Document passage:
------------------------
AdaSR splits reasoning into streaming and deliberation phases for real-time LLMs
New adaptive streaming reasoning framework from EIT-NLP lets models reason while reading continuous input streams, optimizing computation allocation across streaming and deliberation phases.

AdaSR is an adaptive streaming reasoning framework that enables large language models to reason while reading continuous input streams — audio, video, or any sequential data — rather than waiting for complete input before thinking. Researchers from EIT-NLP introduce Hierarchical Relative Policy Optimization (HRPO), a training method that splits policy optimization into streaming reasoning and deep reasoning phases, assigning fine-grained advantages to each stage instead of distributing a single sequence-level reward uniformly across all tokens. HRPO combines format enforcement, accuracy preservation, and adaptive thinking rewards to maintain valid reasoning protocols, preserve task performance, and encourage latency-aware computation allocation. The approach moves beyond supervised imitation of pre-constructed trajectories, which previous streaming reasoning methods relied on, giving models flexibility to decide when to think and how much computation to allocate at different stages.
------------------------
Apply what you read:
[A] In the AdaSR article, what does the abbreviation HRPO stand for?
[B] Carry on the AdaSR article from its last sentence.
The items play no role here.

(Dataset records)
------------------------
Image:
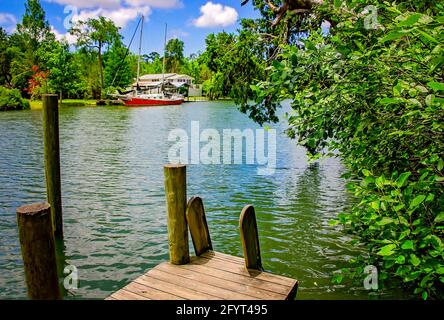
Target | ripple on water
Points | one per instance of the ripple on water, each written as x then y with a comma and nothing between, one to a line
114,207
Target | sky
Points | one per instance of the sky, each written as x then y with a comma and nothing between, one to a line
188,20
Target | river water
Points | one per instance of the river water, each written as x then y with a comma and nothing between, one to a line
114,205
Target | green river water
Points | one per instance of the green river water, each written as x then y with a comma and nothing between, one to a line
114,204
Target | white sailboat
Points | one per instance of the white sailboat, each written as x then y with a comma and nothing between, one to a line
156,99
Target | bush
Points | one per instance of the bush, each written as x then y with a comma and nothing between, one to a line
11,99
377,96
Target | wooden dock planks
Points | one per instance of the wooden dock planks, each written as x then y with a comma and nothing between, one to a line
211,276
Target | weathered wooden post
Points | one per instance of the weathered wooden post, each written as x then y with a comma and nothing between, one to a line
52,161
38,251
250,238
197,222
176,201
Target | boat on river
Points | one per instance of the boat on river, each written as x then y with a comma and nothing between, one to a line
138,98
154,99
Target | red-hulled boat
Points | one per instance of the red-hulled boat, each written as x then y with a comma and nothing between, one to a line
138,99
146,100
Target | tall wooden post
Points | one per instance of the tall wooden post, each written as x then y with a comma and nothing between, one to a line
176,197
38,251
250,238
52,161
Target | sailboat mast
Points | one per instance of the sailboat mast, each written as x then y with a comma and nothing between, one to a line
164,54
140,53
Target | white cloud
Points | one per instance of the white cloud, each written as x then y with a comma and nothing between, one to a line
216,15
178,33
155,3
8,21
89,3
114,4
120,16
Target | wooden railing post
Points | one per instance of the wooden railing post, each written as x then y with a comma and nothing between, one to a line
250,238
176,197
38,251
197,222
52,161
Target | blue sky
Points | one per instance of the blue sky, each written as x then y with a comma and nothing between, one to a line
188,20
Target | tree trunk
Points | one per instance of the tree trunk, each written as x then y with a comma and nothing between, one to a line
101,69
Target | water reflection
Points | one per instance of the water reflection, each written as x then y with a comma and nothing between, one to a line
114,206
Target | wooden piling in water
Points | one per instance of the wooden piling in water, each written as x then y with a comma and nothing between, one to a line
52,161
250,238
38,251
176,201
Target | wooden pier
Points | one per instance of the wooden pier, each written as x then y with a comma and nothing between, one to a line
209,275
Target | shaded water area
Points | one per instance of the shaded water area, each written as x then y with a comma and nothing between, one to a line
114,203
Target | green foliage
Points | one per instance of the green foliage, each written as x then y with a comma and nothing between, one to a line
6,56
64,75
10,99
93,35
235,61
376,96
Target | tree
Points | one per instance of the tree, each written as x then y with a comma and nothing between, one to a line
6,57
236,61
151,57
33,31
63,71
34,28
96,34
375,95
174,55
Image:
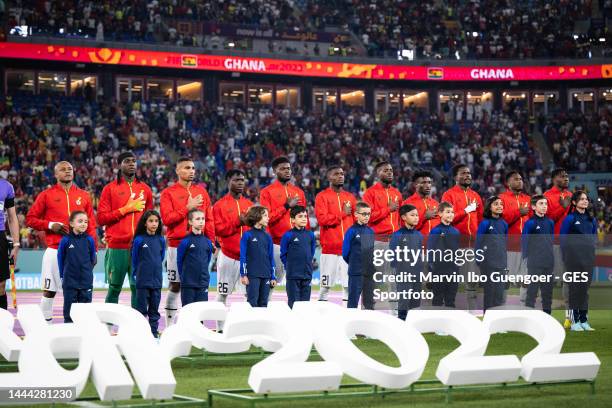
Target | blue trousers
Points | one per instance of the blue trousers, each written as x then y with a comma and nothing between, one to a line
258,291
298,290
147,300
355,288
403,305
546,289
74,296
494,292
192,295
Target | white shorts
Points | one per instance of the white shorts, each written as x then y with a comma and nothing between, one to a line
228,275
50,278
517,266
172,265
333,270
279,271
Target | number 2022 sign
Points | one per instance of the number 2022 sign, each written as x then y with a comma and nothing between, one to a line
290,335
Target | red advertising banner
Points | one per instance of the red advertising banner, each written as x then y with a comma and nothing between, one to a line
269,66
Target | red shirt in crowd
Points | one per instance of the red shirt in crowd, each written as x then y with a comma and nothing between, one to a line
333,221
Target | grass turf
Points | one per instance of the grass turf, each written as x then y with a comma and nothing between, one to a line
233,373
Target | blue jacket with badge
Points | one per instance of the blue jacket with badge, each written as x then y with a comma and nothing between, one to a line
492,239
148,253
357,250
76,257
193,257
297,251
257,254
537,242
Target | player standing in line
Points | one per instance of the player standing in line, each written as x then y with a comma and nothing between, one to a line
257,258
578,241
193,259
297,252
334,209
230,224
492,240
7,210
175,202
410,238
357,251
384,201
120,208
279,197
559,200
426,206
76,258
517,211
50,213
537,249
148,251
444,237
468,209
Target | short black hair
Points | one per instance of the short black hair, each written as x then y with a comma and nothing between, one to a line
380,164
193,211
406,208
360,205
421,173
512,173
536,198
295,210
558,171
487,213
254,215
231,173
458,167
280,160
74,214
443,206
183,159
334,167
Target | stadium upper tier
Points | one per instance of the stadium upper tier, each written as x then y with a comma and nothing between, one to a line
402,29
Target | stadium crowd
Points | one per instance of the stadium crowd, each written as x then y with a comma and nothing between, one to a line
224,137
467,29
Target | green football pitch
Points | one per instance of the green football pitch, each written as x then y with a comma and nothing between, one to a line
196,379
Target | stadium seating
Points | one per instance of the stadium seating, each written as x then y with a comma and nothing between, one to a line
457,29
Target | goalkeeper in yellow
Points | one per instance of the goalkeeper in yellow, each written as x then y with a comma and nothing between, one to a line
122,203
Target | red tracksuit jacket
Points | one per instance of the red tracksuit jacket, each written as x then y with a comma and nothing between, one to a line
382,221
512,216
55,205
333,222
467,224
227,223
423,204
555,211
274,197
120,228
173,207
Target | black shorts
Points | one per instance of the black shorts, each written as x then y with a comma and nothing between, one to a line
5,273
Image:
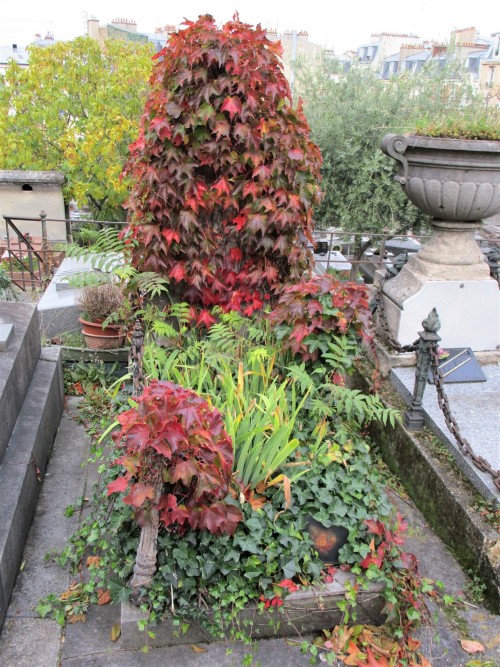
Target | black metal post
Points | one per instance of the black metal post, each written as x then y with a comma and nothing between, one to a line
428,340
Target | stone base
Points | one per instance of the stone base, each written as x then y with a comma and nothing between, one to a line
469,311
306,611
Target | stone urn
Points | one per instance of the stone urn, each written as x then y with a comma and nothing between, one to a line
457,183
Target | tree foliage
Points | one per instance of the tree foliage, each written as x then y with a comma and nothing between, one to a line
349,113
75,109
225,174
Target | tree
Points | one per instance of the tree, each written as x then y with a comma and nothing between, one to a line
349,114
75,109
225,176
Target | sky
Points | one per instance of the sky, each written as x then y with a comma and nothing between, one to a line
334,24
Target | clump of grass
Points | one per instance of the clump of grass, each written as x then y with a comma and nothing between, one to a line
481,123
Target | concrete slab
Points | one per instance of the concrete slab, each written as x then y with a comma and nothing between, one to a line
40,576
6,333
30,642
93,636
476,408
17,363
267,653
58,312
23,466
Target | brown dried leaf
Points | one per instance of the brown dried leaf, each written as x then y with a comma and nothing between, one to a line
77,618
256,502
70,592
471,646
103,597
197,649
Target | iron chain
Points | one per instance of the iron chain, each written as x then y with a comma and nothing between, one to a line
452,425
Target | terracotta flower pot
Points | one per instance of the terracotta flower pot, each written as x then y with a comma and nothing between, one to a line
99,338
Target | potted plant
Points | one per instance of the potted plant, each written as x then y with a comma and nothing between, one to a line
99,303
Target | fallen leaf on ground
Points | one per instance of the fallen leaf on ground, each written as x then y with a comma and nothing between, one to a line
471,646
77,618
197,649
103,597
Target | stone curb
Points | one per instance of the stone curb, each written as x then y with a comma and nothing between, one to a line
445,499
304,612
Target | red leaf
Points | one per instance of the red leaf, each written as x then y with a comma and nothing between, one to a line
232,105
471,646
375,526
171,235
174,434
119,485
177,272
184,471
139,493
235,254
222,186
103,597
296,154
300,331
206,319
240,221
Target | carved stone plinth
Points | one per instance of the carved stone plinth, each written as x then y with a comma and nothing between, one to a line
457,182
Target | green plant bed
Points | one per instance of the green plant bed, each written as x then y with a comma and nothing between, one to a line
304,612
237,442
86,354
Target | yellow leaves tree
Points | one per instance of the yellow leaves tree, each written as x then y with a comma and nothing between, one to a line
75,109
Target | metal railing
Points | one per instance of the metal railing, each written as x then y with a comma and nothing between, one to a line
31,263
31,267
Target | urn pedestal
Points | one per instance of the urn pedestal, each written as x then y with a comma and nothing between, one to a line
457,183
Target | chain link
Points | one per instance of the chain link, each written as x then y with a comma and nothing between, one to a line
452,425
136,352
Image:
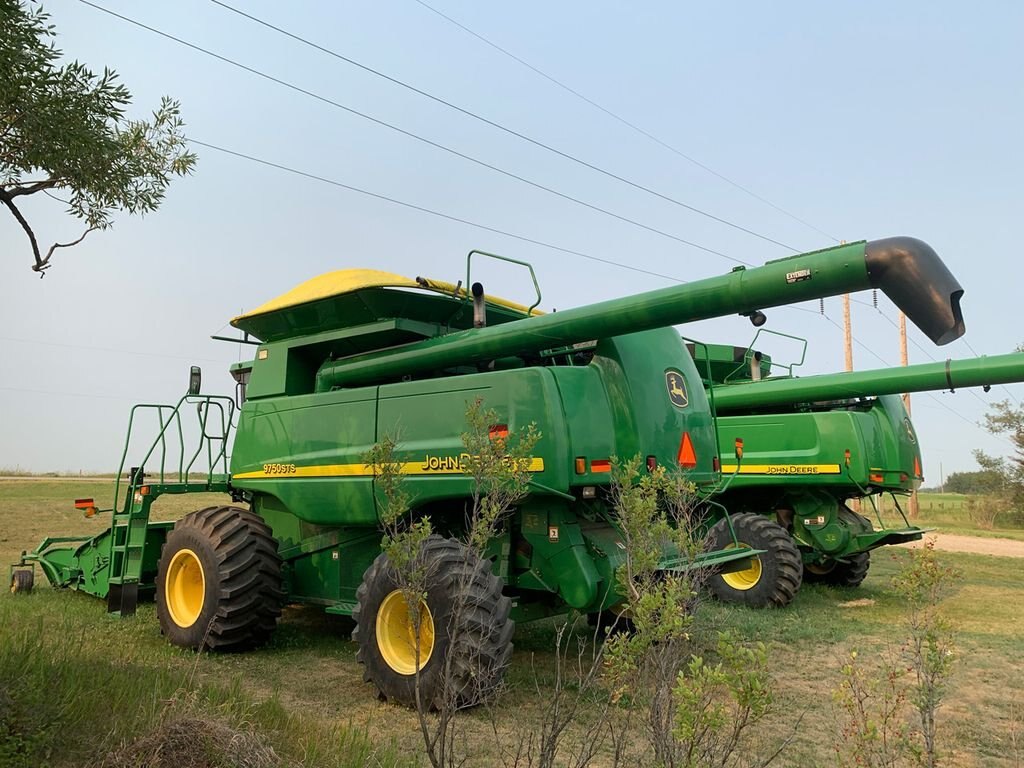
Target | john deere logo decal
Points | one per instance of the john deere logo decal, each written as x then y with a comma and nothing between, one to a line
677,388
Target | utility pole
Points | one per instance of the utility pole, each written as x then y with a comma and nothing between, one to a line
913,508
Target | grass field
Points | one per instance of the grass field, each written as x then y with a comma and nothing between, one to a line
75,683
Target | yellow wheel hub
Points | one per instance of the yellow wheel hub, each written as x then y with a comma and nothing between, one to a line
747,579
396,634
184,590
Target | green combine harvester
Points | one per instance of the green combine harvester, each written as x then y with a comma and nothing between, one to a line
351,356
812,445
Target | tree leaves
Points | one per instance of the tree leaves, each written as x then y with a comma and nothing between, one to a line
64,128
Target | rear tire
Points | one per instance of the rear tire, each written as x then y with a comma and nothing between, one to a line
464,620
773,578
22,582
849,574
218,583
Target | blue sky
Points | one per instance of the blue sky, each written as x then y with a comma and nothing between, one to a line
865,120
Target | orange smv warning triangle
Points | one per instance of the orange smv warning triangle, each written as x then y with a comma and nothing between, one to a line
687,459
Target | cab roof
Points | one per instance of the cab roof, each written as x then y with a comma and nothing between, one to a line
348,298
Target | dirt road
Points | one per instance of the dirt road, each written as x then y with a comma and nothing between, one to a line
975,545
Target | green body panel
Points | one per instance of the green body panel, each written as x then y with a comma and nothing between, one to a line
300,458
781,449
810,443
1003,369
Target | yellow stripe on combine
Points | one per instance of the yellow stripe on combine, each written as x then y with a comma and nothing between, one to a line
431,466
782,469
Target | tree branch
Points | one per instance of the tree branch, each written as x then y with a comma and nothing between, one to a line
5,198
32,187
46,262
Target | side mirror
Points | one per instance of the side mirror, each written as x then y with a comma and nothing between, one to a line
195,380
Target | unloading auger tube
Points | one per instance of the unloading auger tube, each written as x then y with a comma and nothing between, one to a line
907,270
976,372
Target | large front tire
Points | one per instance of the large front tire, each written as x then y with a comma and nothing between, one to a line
465,633
773,578
218,583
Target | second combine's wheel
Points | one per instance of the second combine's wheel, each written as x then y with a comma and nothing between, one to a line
218,584
22,582
772,578
850,572
464,642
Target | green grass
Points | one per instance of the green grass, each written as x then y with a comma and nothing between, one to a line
75,681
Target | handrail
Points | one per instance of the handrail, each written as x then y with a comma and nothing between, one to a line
169,416
499,257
------------------------
Expected results:
[A] Hierarchical Relative Policy Optimization

[B]
Experiments show AdaSR achieves a better balance among reasoning accuracy, computational efficiency, and streaming latency compared to supervised fine-tuning baselines. The hierarchical advantage assignment in HRPO outperforms uniform reward distribution across reasoning tokens, particularly in dynamic scenarios where information arrives continuously and models must reason under partial observations. Code is available at https://github.com/EIT-NLP/StreamingLLM/tree/main/AdaSR.